*ZADANIE PISEMNE 1:*
Czy stwierdzenia (a), (b) i (c) zgadzają się z fragmentem tekstu poniżej? (a) Petru zapowiedział, że jego klub nie poprze gabinetu Szydło. (b) Według Petru obniżka CIT będzie kosztować 20 mld zł. (c) Petru twierdził, że obniżenie wieku emerytalnego oznacza w przyszłości wyższe emerytury. Przy każdym odpowiedz „tak” lub „nie” i przytocz dosłownie rozstrzygające słowa fragmentu tekstu.

*FRAGMENT TEKSTU:*
· · · · · · ·

Petru do rządu: nie dacie rady spełnić obietnic
Rząd premier Beaty Szydło nie da rady spełnić złożonych obietnic; w 100 dni puścicie nas z torbami - ocenił w środę lider Nowoczesnej Ryszard Petru podczas sejmowej debaty nad expose premier Beaty Szydło. Zapowiedział, że jego klub nie poprze gabinetu Szydło.
"Nie dacie rady pomóc polskim rodzinom, rozdając pieniądze, na które nie macie pokrycia. Nie dacie rady zbudować silnej Polski, osłabiając jej fundamenty, a takim fundamentem jest Trybunał Konstytucyjny" - podkreślił Petru.
"Nie dacie rady zbudować Polski bezpiecznej, jeśli będziecie nieprzemyślanie rzucać deklaracje międzynarodowe, aby się później z nich wycofywać. Nie dacie rady przekonać Polaków, że nie dzielicie nas na lepszych i gorszych, na tych, którzy są od ręki ułaskawiani i na tych, którzy naprawdę czekają na ułaskawienie" - dodał polityk nawiązując do ułaskawienia przez prezydenta Andrzeja Dudę b. szefa CBA Mariusza Kamińskiego.
"Nie dacie rady ograniczyć biurokracji, rozpoczynając swoje rządy od najbardziej rozrośniętego i najdroższego rządu w historii Rzeczypospolitej" - stwierdził.
Petru wskazywał też, że obniżenie wieku emerytalnego, co zapowiedziała Szydło, oznacza w przyszłości niższe emerytury. "To trzeba emerytom jasno powiedzieć" - podkreśli szef Nowoczesnej, zwracając się do premier.
Petru wskazywał, że rząd PiS chce zamienić monopol NFZ na monopol ministra zdrowia, tymczasem - jak mówił - "od mieszania łyżką herbaty, tam gdzie nie ma cukru, ona słodsza nie będzie".
"Nie dacie sprawnie zarządzać Polską, jeśli nie liczycie kosztów propozycji, które składacie" - oświadczył. "Pani premier bardzo dużo dziś obiecała. Mam obawę, że w 100 dni puścicie nas wszystkich z torbami" - ostrzegł lider Nowoczesnej. "Po byle jakich rządach PO mam wrażenie, że te rządy będą szalone i nieodpowiedzialne" - dodał.
Lider Nowoczesnej podliczył też, ile będą kosztować sztandarowe pomysły nowego rządu. Jak mówił 500 zł na dziecko to koszt rzędu 20 mld zł, obniżony wiek emerytalny - 10 mld zł, wyższa kwota wolna od podatku - 20 mld zł, obniżka CIT - 7 mld zł. "Pan premier Jarosław Kaczyński często mówił, że chciałby aby Budapeszt był w Warszawie. Proszę państwa, w Budapeszcie jest 27 proc. VAT, a to co proponujecie, to VAT na poziomie 28-29 proc. Wszyscy za to zapłacimy" - podkreślił Petru.

· · · · · · ·

[Zapisane rekordy]
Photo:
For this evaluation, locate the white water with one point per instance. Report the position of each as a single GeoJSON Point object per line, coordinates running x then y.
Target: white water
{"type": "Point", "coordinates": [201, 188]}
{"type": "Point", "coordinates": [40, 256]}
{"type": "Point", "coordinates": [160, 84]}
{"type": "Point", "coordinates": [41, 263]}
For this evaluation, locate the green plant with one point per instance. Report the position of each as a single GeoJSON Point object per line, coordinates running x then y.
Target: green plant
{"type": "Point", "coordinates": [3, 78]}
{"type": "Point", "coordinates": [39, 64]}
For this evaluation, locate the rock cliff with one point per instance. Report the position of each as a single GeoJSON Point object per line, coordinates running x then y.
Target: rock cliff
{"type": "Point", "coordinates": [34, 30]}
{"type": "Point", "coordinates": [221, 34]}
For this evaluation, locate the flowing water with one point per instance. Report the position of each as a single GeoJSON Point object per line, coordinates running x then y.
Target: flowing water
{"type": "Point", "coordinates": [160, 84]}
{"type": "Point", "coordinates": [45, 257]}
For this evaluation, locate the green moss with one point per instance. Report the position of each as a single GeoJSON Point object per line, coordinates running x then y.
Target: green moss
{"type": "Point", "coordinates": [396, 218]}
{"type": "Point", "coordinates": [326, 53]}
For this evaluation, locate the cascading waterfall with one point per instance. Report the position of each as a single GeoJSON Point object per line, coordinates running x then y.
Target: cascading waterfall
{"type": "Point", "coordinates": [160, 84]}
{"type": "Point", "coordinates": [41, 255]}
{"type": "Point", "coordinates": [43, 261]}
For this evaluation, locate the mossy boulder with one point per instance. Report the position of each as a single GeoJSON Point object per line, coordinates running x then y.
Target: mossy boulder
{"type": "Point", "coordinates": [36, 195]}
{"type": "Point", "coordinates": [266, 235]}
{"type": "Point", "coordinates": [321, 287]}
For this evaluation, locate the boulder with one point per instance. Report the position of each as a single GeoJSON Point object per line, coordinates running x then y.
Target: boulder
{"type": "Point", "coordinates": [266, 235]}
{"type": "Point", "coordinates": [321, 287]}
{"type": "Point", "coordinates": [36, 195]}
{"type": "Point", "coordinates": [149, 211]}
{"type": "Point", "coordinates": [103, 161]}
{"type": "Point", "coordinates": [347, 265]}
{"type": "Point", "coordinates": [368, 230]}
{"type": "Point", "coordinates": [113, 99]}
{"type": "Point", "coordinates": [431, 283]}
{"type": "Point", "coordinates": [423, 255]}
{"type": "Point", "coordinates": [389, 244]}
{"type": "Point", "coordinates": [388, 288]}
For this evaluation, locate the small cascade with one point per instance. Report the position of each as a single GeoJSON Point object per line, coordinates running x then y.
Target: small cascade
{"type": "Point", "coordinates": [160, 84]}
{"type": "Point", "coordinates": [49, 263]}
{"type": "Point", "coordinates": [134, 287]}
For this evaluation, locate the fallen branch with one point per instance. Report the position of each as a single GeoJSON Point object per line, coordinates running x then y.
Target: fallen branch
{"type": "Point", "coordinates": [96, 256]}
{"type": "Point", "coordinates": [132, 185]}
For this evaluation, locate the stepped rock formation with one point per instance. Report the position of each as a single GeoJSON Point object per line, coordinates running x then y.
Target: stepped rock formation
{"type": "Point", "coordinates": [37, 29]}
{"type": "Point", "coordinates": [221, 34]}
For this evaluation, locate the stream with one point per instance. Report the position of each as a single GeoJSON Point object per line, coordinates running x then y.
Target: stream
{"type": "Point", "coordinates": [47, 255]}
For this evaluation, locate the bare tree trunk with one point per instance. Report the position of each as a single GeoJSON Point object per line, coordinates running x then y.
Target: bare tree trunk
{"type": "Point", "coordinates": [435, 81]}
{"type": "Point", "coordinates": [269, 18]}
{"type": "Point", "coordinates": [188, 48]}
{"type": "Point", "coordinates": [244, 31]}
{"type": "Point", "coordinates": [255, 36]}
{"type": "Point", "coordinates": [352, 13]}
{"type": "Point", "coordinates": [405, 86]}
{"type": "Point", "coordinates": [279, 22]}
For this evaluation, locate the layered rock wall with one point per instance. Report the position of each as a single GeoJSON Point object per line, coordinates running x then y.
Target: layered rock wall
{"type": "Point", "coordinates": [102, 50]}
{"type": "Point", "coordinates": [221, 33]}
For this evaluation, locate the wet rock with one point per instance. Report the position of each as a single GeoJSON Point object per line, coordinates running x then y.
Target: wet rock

· · · · · · ·

*ZADANIE PISEMNE 2:*
Wyciągnij z rekordów każdy wiersz, w którym występuje słowo "tree".

*ODPOWIEDŹ DO ZADANIA 1:*
(a) Tak: „Zapowiedział, że jego klub nie poprze gabinetu Szydło.”
(b) Nie: „obniżka CIT - 7 mld zł”
(c) Nie: „obniżenie wieku emerytalnego, co zapowiedziała Szydło, oznacza w przyszłości niższe emerytury”

*ODPOWIEDŹ DO ZADANIA 2:*
For this evaluation, locate the bare tree trunk with one point per instance. Report the position of each as a single GeoJSON Point object per line, coordinates running x then y.
Target: bare tree trunk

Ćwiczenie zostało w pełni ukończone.